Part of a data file
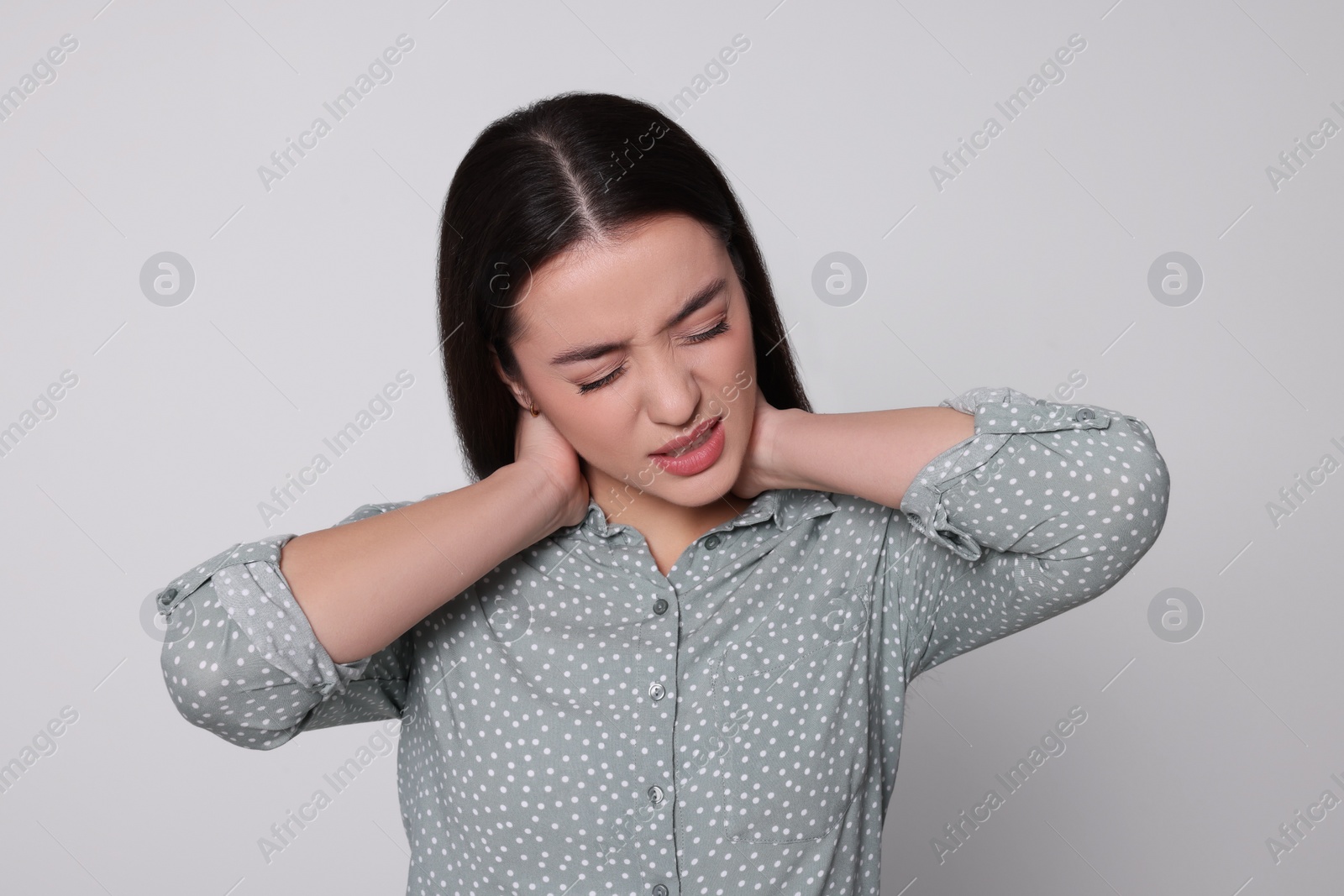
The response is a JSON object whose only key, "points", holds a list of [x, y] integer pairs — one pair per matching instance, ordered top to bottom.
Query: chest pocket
{"points": [[792, 719]]}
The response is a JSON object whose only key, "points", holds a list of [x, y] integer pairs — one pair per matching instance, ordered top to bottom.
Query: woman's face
{"points": [[632, 343]]}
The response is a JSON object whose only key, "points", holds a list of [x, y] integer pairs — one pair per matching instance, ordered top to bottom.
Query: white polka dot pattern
{"points": [[578, 723]]}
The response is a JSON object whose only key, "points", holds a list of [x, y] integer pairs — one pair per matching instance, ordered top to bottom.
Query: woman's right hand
{"points": [[541, 445]]}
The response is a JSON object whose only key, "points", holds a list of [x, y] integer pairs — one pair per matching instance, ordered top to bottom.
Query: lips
{"points": [[683, 441]]}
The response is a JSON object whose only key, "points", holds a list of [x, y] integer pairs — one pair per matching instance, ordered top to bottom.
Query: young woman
{"points": [[660, 644]]}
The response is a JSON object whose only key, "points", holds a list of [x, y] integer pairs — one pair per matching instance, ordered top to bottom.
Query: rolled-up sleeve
{"points": [[1046, 506], [241, 660]]}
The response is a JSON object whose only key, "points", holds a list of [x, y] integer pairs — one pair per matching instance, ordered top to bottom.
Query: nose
{"points": [[671, 391]]}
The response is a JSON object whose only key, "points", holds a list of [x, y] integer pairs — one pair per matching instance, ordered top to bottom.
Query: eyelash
{"points": [[718, 329]]}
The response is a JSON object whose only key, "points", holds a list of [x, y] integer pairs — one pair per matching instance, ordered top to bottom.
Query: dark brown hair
{"points": [[542, 179]]}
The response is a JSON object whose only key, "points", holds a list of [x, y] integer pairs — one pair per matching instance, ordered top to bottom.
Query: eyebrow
{"points": [[589, 352]]}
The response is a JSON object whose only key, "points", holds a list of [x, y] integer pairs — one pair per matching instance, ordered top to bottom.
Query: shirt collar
{"points": [[786, 508]]}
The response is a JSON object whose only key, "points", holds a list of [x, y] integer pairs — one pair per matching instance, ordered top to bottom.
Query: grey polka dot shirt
{"points": [[578, 723]]}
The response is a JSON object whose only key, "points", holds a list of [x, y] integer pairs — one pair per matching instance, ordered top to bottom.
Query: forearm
{"points": [[873, 454], [365, 584]]}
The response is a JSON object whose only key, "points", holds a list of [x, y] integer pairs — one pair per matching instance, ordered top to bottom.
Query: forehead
{"points": [[622, 286]]}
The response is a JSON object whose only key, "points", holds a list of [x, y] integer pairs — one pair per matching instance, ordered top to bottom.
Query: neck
{"points": [[627, 504]]}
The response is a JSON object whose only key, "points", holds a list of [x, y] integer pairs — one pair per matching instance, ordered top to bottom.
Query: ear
{"points": [[519, 394]]}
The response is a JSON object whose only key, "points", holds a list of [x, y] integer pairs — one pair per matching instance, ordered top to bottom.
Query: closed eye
{"points": [[718, 329]]}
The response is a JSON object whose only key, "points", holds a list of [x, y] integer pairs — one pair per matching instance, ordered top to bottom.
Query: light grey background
{"points": [[1027, 268]]}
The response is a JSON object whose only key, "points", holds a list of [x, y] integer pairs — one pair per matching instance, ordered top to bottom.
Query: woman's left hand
{"points": [[757, 473]]}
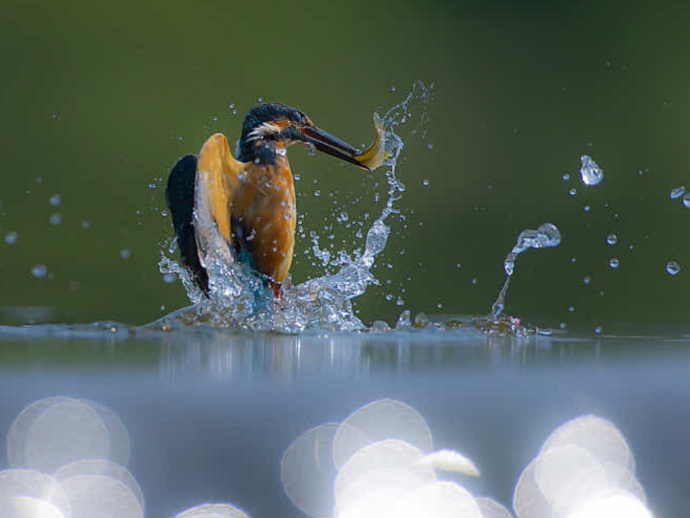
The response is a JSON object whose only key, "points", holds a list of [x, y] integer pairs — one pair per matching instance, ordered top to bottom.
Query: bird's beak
{"points": [[327, 143]]}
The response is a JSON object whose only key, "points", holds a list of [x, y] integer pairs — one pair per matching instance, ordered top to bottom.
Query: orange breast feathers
{"points": [[255, 212]]}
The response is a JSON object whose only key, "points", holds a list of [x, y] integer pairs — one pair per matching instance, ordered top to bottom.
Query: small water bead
{"points": [[591, 173], [677, 192], [11, 238], [672, 268], [40, 271], [379, 326]]}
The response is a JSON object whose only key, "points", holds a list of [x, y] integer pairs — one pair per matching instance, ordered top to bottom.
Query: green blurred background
{"points": [[100, 99]]}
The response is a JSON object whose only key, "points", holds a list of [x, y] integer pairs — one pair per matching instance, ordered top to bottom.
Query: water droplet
{"points": [[591, 173], [677, 192], [11, 238], [672, 268], [39, 271], [421, 320], [379, 326]]}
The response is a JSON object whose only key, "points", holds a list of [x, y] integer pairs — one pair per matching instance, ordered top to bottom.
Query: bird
{"points": [[244, 208]]}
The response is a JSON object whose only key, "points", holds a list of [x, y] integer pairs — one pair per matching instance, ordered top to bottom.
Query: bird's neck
{"points": [[262, 152]]}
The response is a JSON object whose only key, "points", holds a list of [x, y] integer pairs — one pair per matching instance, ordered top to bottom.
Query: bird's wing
{"points": [[216, 180], [179, 196]]}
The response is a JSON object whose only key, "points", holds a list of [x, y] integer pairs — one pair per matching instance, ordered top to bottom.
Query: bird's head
{"points": [[270, 126]]}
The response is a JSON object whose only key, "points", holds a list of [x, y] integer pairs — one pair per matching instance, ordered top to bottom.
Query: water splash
{"points": [[591, 173], [677, 192], [546, 236], [672, 268], [239, 298]]}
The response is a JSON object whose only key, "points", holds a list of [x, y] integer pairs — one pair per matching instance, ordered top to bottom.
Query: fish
{"points": [[374, 156]]}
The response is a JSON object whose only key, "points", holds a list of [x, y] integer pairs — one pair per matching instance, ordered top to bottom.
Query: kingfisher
{"points": [[244, 208]]}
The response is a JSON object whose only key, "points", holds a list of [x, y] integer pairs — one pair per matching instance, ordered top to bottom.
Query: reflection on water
{"points": [[202, 406], [379, 462]]}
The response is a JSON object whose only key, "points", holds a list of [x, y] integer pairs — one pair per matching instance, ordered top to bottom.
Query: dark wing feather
{"points": [[179, 196]]}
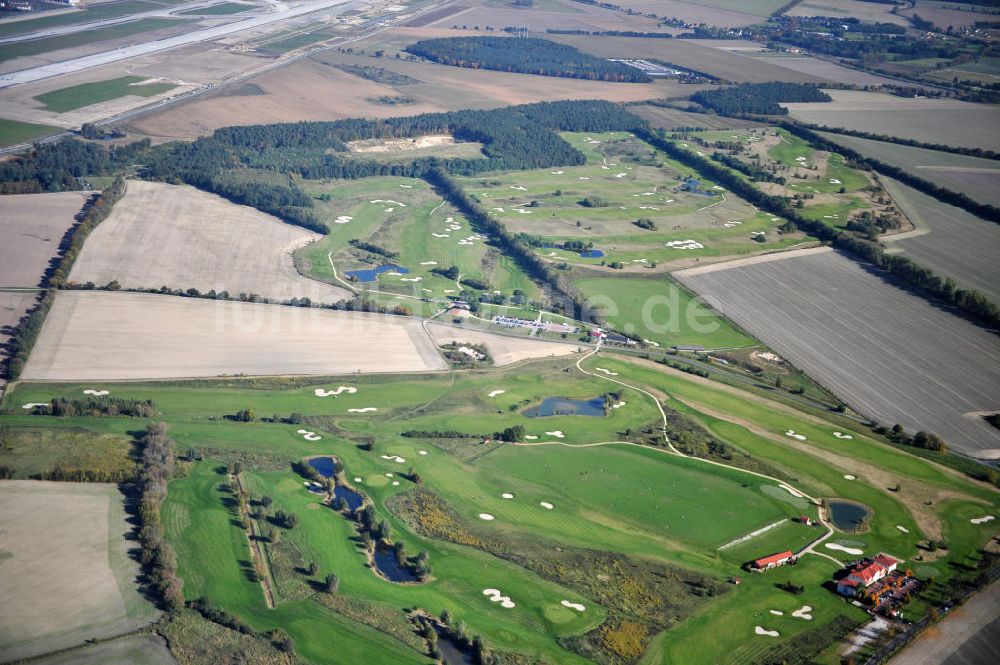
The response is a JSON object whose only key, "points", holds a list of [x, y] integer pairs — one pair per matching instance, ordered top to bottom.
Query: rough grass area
{"points": [[86, 94]]}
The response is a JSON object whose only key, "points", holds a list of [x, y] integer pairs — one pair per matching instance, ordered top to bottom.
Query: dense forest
{"points": [[527, 56], [758, 98]]}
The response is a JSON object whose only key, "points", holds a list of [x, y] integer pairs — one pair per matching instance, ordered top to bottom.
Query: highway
{"points": [[145, 48]]}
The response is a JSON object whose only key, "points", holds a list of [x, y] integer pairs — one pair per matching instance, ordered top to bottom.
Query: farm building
{"points": [[773, 561], [865, 573]]}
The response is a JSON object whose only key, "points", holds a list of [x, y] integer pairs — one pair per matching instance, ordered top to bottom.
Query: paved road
{"points": [[206, 34], [970, 635]]}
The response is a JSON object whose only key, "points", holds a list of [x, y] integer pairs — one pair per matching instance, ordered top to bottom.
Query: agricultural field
{"points": [[86, 94], [945, 121], [976, 177], [597, 206], [31, 228], [404, 231], [181, 237], [946, 239], [101, 335], [937, 380], [536, 520], [65, 541]]}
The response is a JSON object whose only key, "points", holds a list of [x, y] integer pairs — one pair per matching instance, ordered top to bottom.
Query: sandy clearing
{"points": [[31, 227], [186, 238], [94, 335], [503, 349], [919, 366], [64, 553]]}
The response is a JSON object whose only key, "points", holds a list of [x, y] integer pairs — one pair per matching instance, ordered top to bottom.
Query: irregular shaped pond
{"points": [[564, 406]]}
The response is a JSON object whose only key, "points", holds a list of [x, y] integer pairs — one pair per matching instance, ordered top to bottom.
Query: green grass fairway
{"points": [[86, 94], [13, 132], [404, 215], [660, 310]]}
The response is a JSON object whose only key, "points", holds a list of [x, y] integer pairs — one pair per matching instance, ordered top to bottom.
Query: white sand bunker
{"points": [[684, 244], [341, 389], [794, 492], [847, 550], [497, 597]]}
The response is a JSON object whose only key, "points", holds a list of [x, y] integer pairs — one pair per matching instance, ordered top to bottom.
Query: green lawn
{"points": [[86, 94], [13, 132], [660, 310]]}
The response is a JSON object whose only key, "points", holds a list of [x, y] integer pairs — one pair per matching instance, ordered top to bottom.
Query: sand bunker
{"points": [[342, 389], [848, 550], [497, 597], [803, 613]]}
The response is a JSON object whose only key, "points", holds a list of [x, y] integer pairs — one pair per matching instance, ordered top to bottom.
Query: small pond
{"points": [[371, 274], [564, 406], [326, 466], [847, 515], [387, 564]]}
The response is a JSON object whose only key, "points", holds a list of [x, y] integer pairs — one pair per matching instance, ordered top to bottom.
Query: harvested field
{"points": [[946, 121], [976, 177], [31, 228], [184, 238], [948, 240], [94, 335], [504, 349], [889, 354], [67, 576], [135, 650]]}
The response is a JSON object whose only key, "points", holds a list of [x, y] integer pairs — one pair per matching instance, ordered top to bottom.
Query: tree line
{"points": [[527, 56]]}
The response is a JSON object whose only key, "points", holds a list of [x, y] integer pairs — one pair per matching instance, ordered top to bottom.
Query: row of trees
{"points": [[528, 56]]}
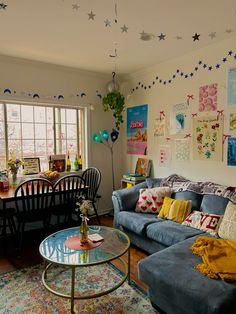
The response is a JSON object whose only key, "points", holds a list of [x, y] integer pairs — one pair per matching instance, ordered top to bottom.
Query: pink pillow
{"points": [[151, 200], [203, 221]]}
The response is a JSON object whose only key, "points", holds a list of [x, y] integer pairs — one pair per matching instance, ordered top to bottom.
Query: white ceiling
{"points": [[55, 32]]}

- [STATED PROBLEM]: Filter the listing above down to the lines containing the word "woman", and copy each of those lines. Case counts, so a line matches only when the capitalization is the same.

- [FINAL ANSWER]:
Query: woman's face
Query: woman's right hand
Query: young woman
Query: woman's left hand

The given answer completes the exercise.